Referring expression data
• • • • • • •

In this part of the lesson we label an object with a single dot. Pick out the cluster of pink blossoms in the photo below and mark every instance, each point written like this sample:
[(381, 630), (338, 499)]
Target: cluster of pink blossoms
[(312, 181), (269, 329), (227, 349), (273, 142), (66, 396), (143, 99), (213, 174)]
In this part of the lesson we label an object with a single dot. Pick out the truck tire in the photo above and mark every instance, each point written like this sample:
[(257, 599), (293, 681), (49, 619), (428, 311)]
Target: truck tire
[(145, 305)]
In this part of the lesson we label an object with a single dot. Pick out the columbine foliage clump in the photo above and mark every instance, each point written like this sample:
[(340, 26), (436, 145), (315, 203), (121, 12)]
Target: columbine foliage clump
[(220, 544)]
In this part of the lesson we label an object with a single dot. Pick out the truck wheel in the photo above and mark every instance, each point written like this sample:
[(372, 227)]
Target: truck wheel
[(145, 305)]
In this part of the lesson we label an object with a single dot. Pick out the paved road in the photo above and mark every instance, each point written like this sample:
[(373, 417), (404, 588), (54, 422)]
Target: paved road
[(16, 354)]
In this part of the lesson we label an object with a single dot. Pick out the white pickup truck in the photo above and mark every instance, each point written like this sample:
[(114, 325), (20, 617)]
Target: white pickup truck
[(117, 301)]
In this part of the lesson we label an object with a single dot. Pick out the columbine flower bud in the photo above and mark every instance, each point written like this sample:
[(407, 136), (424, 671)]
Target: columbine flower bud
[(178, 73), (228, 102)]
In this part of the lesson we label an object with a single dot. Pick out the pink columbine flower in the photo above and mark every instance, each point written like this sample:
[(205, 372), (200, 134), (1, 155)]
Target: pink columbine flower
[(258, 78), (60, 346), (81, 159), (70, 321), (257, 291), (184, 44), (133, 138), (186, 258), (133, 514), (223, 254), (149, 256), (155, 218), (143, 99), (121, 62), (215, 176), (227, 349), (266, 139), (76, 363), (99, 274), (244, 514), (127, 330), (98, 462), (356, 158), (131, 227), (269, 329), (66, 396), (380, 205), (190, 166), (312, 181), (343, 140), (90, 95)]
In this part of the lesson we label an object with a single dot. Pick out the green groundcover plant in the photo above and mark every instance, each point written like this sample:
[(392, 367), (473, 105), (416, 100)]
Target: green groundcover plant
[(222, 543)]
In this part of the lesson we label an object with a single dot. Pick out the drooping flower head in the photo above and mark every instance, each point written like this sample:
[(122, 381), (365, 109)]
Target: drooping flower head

• • • • • • •

§ **EXERCISE PROMPT**: Reproduce every record word for word.

§ **ANSWER SECTION**:
In this part of the lesson we label an object with a single dot. Pick out the cluster of pink blossoms in the photo below and mark every instance, each point written like this sample:
[(381, 630), (338, 499)]
Target: cluster of pink blossoms
[(312, 181), (269, 329), (227, 349), (273, 142), (66, 396), (143, 99), (213, 174)]
In this part of the lesson we label an object with a single dot. Pick out the truck tire in the photo above and mark every instance, each point written like this sample:
[(257, 599), (293, 681), (49, 619), (428, 311)]
Target: truck tire
[(145, 305)]
In this part of the lesson we label an object with a single dot. Pick out the columbine foliage clump in the photo above and mark every instance, each point written like this sample:
[(340, 26), (436, 145), (315, 203), (121, 12)]
Target: columbine foliage clump
[(220, 544)]
In this part of the lesson we label an object with a single dot. Pick out the truck wheel in the photo above and mark every instance, each point written like this sample:
[(372, 227)]
Target: truck wheel
[(145, 305)]
In this part of the lesson we label an object with a single dot. Pick out the paved road in the photo above and mark every instance, each point written like this sample:
[(373, 417), (404, 588), (54, 422)]
Target: paved road
[(16, 354)]
In this part of the lesson we label an object with a single dot. Pick out the white pickup truck in the photo above and mark every instance, each point written like this sample:
[(114, 325), (20, 617)]
Target: white pickup truck
[(117, 301)]
In this part of the lesson we label an object with a single dot. Pick out the columbine flower bud in the photo above and mark every instance, each point written like this sample:
[(407, 136), (424, 671)]
Target: columbine flower bud
[(178, 73), (228, 102)]
In this part of the lesson we label an object with a single dot. Pick out the pink columbine flower in the photo above and mark every instance, each point written like this sample:
[(205, 372), (200, 134), (1, 155)]
Target: pink columbine flower
[(258, 78), (60, 346), (81, 159), (70, 321), (257, 291), (184, 44), (133, 138), (186, 258), (133, 514), (223, 254), (149, 256), (155, 218), (143, 99), (121, 62), (215, 176), (227, 349), (266, 139), (76, 363), (99, 274), (244, 514), (127, 330), (98, 462), (356, 158), (131, 227), (269, 329), (66, 396), (380, 205), (190, 166), (312, 181), (343, 140), (90, 95)]
In this part of the lesson we label an object with a single dot. Pick out the green groundcover plant in the photo above and mark every instance, each point written like this sample:
[(392, 367), (473, 105), (416, 100)]
Target: green groundcover plant
[(222, 543)]
In this part of the lesson we label an object with a single dot. Pick out the drooping flower head in the photo above and mark every instance, each point written like this sample:
[(122, 381), (365, 109)]
Target: drooping flower head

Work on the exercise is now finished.